Source extract ▸
Contemporary Emirati artist Mohammed Kazem’s Art Dubai Portrait Exhibition, The Shape of Everyday, starting January 14th, features works from the early 1990s through today that are emblematic of the artist’s œuvre. Three of his career-defining bodies of works – his seminal Directions series, his ‘scratchings’ on paper, and his visualisation of the materiality of light and sound, are united in a show where conceptual profundity meets frank irreverence. Dubai-based artist discusses his practice, encompassing video, photography and performance, as a means to finding new ways of apprehending his environment and experiences.
In his exploration of the mundane, Kazem foregrounds unsung modes of engaging with the social, urban, and natural landscape. The Shape of Everyday spans early, deeply experimental works to more recent series tackling the materiality of sound and light. In Kazem’s hands, the banality of the everyday becomes a site of exploration for his heightened ways of seeing.
Head Movement. An experimental take on body art, Head Movement (1995), is a set of 14 chromogenic prints of the artist’s head nodding upward, then down. Disarming in its simplicity, the work is an early indication of Kazem’s attention to minute, unremarked quotidian actions and encounters. Later, he springboards off such interrogations to fathom the imperceptible.
Directions, Triangle. Directions (1999 – ongoing), inspired by a fateful fishing trip during which he fell into the sea and remained unlocated for over an hour, is a conceptual project conflating Geographical Positioning System (GPS) coordinates with the artist’s very existence. For each work in his series Directions, Triangle (2006), Kazem collected GPS coordinates from three improvised locations around Dubai: a neighbourhood store, a construction site, a hidden alley. After creating triangles from the three previously collected GPS coordinates in random assembly, he relinquished his role as the fabricator to local seamsters, who rendered the alphanumeric coordinates in hand-sewed sequins covering a glowing swathe, like stitching together layers of the city.
Sounds of… (Seoul Art Space Residency). Kazem’s urge to materialise an experience, a mood, a moment resurfaces in other works. In 2016, during a six-week residency at Seoul Art Space, he used a smartphone to record his commutes on public transport.

Problems ▸
A: The exhibition text names the places around Dubai where Kazem collected GPS coordinates for Directions, Triangle (2006). List all of them.
B: According to the exhibition text, how many chromogenic prints make up Head Movement (1995)?
C: Continue the text about Mohammed Kazem's exhibition from the point where it ends.

Items ▸
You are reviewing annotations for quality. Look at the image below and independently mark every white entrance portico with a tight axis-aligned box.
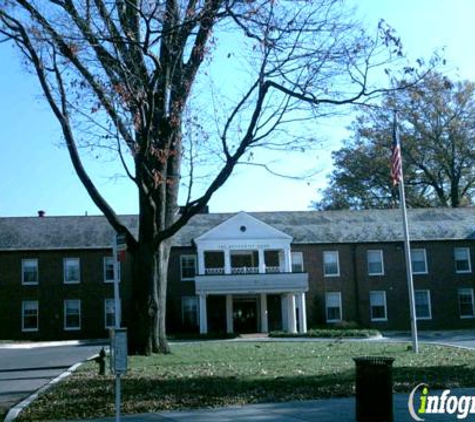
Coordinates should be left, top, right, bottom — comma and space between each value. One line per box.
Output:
195, 212, 308, 333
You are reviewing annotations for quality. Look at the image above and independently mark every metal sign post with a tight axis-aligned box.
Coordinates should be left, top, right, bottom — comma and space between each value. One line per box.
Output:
111, 328, 127, 422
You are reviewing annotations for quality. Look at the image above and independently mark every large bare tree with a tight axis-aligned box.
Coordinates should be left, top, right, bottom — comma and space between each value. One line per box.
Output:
0, 0, 416, 354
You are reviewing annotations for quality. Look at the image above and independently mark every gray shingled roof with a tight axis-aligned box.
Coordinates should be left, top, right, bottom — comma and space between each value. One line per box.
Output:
0, 208, 475, 250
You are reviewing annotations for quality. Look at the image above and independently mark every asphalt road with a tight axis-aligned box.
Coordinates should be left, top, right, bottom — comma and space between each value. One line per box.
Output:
383, 328, 475, 349
0, 344, 105, 420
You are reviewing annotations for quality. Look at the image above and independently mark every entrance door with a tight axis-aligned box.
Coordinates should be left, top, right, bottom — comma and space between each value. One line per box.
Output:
233, 298, 257, 334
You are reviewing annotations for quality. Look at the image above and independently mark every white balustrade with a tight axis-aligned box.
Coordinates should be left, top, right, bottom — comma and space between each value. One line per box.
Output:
205, 268, 224, 275
231, 267, 259, 274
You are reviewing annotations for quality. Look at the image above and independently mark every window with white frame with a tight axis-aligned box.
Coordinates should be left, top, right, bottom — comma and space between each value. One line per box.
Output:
21, 259, 38, 284
454, 248, 472, 273
411, 249, 427, 274
323, 251, 340, 277
181, 296, 198, 328
458, 288, 475, 319
63, 258, 81, 284
369, 291, 388, 321
104, 256, 115, 283
325, 292, 342, 322
367, 250, 384, 275
64, 299, 81, 330
414, 290, 432, 319
291, 252, 303, 273
21, 300, 38, 331
180, 255, 196, 280
104, 299, 115, 329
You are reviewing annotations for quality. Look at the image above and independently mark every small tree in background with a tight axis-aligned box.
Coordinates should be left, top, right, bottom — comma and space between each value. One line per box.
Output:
313, 73, 475, 213
0, 0, 424, 354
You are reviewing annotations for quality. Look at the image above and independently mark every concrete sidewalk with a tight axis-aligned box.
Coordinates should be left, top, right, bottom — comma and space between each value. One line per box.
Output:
72, 388, 475, 422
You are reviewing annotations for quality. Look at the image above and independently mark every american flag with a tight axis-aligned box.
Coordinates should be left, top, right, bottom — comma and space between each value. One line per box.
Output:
391, 113, 402, 186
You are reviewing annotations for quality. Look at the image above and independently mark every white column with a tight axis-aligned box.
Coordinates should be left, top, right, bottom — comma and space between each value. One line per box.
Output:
223, 248, 231, 274
198, 248, 205, 275
297, 293, 307, 334
200, 293, 208, 334
261, 293, 269, 333
284, 248, 292, 273
287, 293, 297, 334
226, 295, 234, 334
280, 294, 289, 331
257, 248, 266, 274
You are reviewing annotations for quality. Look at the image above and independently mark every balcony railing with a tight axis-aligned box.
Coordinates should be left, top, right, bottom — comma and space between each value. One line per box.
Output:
231, 267, 259, 274
205, 268, 224, 275
205, 265, 285, 275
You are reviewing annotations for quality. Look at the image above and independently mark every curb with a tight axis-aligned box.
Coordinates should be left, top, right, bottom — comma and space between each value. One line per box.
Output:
4, 356, 90, 422
0, 339, 109, 349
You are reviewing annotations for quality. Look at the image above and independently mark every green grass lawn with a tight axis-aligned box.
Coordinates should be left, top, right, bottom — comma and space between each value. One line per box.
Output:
18, 341, 475, 421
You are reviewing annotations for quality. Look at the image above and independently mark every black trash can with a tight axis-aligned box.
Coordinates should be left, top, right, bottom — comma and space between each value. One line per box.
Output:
353, 356, 394, 422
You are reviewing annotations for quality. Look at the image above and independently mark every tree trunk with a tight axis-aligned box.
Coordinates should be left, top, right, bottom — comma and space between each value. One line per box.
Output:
129, 193, 171, 356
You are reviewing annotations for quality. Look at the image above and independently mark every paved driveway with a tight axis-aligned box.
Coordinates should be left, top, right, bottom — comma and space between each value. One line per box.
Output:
0, 344, 105, 420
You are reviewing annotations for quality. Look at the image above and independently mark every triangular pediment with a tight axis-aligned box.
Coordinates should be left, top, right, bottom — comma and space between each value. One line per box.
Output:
195, 211, 292, 244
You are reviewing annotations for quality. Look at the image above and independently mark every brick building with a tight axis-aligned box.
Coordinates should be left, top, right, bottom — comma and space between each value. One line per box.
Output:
0, 208, 475, 339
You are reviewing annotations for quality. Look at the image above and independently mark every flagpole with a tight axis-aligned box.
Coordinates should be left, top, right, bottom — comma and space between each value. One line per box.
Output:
393, 111, 419, 353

Task-by-task outputs ▸
A: A neighbourhood store, a construction site, a hidden alley

B: 14

C:
Sounds of Doksan Train Station (2016) is a visual record of interstitial moments between destinations on a train. The artist recorded the ambient sounds with the intention of rendering them, coaxing the sonic into material form. Collaborators, once again, engaged with the process: embroiderers made the sound waves manifest with colourful threads sewn into Hanji paper, a traditional Korean handmade paper from the inner bark of the Paper Mulberry tree, native to Korea.
Similarly, Sounds of Euljiro (2016) and Sound of Copper (2017) give visual form to evenings spent at a copper-cutter shop. The artist recorded the fraught moment of a blade hitting metallic surfaces, then rendered the sound using the very materials in the shop.
Sound of Light. Dubai sometimes seems to be in a permanent state of construction. Kazem reacts to this liminal urban state by seeking out the intangible, sometimes even the imperceptible. The artist sees what others cannot, and his practice is devoted to interrogating the frontier between the invisible and the visible. Kazem believes buildings emit sounds that are determined by the light that touches it. In this series of large-scale paintings, the artist captures light streaming across concrete bricks, domes, arches, and scaffolds. The light settles differently, emitting different sounds, which Kazem renders in an interplay of bold brushstrokes and minute detailing.
Collecting Light. Begun in 1990, Kazem’s scratching works transform the auditory into the visual through elaborate and labour-intensive abrasions on paper. In Collecting Light (2016), a series of scratches on inkjet prints, Kazem photographically hunts down the elusive play of sunlight on objects in the world – plants, poles, rocks, doors – and scratches the surface following the light’s direction. He delicately gouges the Hahnemuhle paper, charting the luminous trajectory while giving materiality to light.
Mohammed Kazem (born 1969, Dubai) has developed an artistic practice encompassing video, photography and performance. The foundations of his work are informed by his training as a musician, and Kazem is deeply engaged with developing processes that can render transient phenomena, such as sound and light, in tangible terms. Often positioning himself within his work, Kazem responds to geographical location, materiality and the elements as a means to assert his subjectivity, particularly in relation to the rapid pace of modernisation in the Emirates since the country’s founding. Kazem was a member of the Emirates Fine Arts Society early in his career and is acknowledged as one of the ‘Five’, an informal group of Emirati artists at the vanguard of conceptual and interdisciplinary art practice.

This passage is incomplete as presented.